● **Dataset**:
##############################

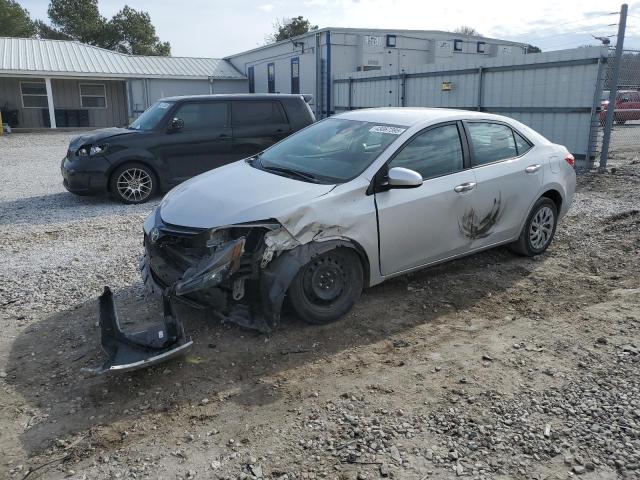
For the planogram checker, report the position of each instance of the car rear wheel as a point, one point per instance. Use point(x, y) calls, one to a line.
point(133, 183)
point(539, 229)
point(327, 287)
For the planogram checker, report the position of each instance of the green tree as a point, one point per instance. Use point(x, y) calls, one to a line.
point(78, 19)
point(290, 27)
point(15, 20)
point(131, 31)
point(465, 30)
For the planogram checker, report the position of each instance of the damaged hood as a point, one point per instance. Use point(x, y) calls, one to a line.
point(235, 193)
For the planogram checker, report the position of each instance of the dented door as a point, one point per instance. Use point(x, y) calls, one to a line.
point(418, 226)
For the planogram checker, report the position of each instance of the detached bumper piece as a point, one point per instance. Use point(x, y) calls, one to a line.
point(130, 351)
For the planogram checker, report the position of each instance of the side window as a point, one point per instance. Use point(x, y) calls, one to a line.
point(522, 145)
point(256, 113)
point(436, 152)
point(202, 116)
point(271, 78)
point(490, 142)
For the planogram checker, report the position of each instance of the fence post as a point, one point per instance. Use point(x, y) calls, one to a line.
point(480, 77)
point(595, 117)
point(613, 89)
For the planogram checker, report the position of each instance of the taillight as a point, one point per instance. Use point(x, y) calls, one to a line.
point(569, 159)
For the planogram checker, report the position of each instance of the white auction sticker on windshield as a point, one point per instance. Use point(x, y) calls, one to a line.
point(385, 129)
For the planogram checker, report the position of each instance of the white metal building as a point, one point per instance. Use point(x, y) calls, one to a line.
point(70, 84)
point(307, 63)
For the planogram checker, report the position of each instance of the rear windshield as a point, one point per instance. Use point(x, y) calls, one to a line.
point(151, 116)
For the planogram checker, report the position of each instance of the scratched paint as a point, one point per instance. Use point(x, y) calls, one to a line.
point(475, 227)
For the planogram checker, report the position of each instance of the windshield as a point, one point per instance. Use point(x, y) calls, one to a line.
point(151, 116)
point(334, 150)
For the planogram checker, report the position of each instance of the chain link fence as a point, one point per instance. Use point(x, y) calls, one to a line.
point(625, 133)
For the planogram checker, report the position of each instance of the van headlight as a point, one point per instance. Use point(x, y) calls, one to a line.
point(90, 150)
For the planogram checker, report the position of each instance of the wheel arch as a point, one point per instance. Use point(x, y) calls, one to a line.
point(127, 161)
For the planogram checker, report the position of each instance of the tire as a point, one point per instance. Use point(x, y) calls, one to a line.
point(133, 183)
point(543, 214)
point(327, 287)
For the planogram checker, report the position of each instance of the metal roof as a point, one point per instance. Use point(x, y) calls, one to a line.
point(32, 56)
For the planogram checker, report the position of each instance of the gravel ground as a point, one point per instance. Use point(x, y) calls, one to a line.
point(490, 367)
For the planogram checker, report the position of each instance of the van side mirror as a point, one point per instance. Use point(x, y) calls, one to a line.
point(176, 124)
point(400, 177)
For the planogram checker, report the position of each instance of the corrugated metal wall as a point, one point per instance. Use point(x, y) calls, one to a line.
point(552, 92)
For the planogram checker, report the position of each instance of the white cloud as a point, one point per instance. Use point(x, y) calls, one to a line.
point(217, 28)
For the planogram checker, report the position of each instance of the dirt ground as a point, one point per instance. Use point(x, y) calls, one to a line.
point(493, 366)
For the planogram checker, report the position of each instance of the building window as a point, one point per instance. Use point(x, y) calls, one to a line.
point(295, 75)
point(34, 94)
point(93, 95)
point(252, 79)
point(271, 77)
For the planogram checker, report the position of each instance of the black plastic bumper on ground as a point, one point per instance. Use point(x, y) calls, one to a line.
point(158, 343)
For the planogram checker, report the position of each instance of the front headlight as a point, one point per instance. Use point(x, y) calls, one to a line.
point(89, 150)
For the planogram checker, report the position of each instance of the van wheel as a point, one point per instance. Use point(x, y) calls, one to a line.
point(327, 287)
point(538, 230)
point(133, 183)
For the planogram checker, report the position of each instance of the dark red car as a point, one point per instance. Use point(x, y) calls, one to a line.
point(627, 107)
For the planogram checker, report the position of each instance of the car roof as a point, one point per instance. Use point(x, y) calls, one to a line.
point(232, 96)
point(410, 116)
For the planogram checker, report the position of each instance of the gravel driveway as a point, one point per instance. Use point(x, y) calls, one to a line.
point(490, 367)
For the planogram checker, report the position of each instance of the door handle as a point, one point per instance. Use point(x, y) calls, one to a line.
point(465, 187)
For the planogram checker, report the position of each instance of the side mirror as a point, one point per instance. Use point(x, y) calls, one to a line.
point(176, 124)
point(400, 177)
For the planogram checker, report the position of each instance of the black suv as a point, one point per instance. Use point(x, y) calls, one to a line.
point(177, 138)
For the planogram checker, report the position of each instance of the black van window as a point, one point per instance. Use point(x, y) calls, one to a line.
point(202, 115)
point(256, 113)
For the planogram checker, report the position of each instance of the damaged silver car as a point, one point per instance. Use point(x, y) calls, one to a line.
point(342, 205)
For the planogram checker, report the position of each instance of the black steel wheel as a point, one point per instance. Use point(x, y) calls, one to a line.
point(133, 183)
point(327, 287)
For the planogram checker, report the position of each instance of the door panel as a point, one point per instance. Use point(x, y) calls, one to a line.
point(505, 188)
point(202, 144)
point(423, 225)
point(256, 126)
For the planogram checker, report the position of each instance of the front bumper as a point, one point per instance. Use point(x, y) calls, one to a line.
point(84, 177)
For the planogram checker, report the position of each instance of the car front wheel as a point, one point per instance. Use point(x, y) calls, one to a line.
point(327, 287)
point(539, 229)
point(133, 183)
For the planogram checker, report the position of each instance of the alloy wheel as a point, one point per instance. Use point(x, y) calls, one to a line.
point(541, 228)
point(134, 184)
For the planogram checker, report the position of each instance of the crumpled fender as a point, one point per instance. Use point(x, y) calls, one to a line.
point(275, 280)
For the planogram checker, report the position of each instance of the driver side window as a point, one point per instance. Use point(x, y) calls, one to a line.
point(433, 153)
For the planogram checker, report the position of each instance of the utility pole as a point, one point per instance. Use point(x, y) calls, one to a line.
point(613, 89)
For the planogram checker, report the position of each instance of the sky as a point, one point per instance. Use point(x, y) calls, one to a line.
point(218, 28)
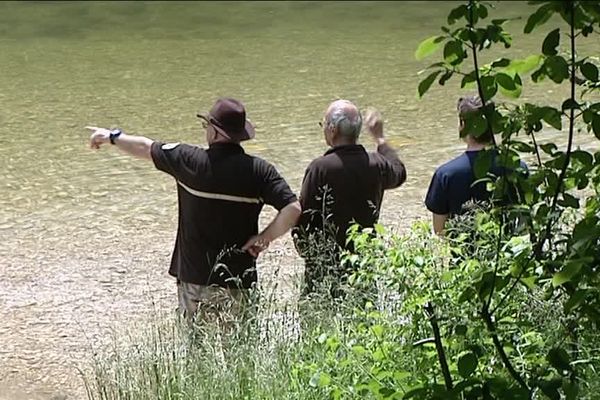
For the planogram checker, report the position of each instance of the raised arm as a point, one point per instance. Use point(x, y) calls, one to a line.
point(138, 146)
point(393, 170)
point(285, 220)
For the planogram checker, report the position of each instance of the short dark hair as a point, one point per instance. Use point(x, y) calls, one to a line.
point(469, 105)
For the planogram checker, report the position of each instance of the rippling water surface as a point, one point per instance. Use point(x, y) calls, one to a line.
point(85, 236)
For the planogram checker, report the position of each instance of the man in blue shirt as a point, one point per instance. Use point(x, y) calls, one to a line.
point(452, 184)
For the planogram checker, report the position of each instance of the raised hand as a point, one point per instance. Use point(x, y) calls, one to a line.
point(374, 124)
point(98, 137)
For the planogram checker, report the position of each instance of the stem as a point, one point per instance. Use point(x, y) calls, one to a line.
point(430, 312)
point(512, 287)
point(552, 220)
point(487, 318)
point(476, 66)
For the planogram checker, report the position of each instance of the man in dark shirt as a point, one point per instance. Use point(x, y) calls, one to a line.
point(221, 191)
point(452, 185)
point(343, 186)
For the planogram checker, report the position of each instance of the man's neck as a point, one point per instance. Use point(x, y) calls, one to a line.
point(475, 146)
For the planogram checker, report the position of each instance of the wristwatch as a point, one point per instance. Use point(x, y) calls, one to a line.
point(115, 133)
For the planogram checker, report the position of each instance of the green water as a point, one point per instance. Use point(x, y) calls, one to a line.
point(83, 233)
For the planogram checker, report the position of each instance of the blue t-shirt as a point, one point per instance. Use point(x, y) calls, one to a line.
point(452, 185)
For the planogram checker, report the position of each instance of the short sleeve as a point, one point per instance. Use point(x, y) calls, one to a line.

##############################

● **The task**: Rescale the records from the line that contains "the black steel" through the line that contains "point(256, 126)", both included. Write those lines out again, requests included, with every x and y coordinate in the answers multiplied by 0.9 and rounded to a whole number, halves rounding up.

● **Full solution**:
For the planogram checker, report the position of each instance of the black steel wheel as a point, one point per instance. Use point(x, y) calls, one to a line.
point(120, 165)
point(294, 258)
For the planogram checker, report the position of each instance of the door panel as a point, one point per instance. Use point(x, y) calls, one to a line.
point(455, 169)
point(182, 130)
point(381, 203)
point(230, 113)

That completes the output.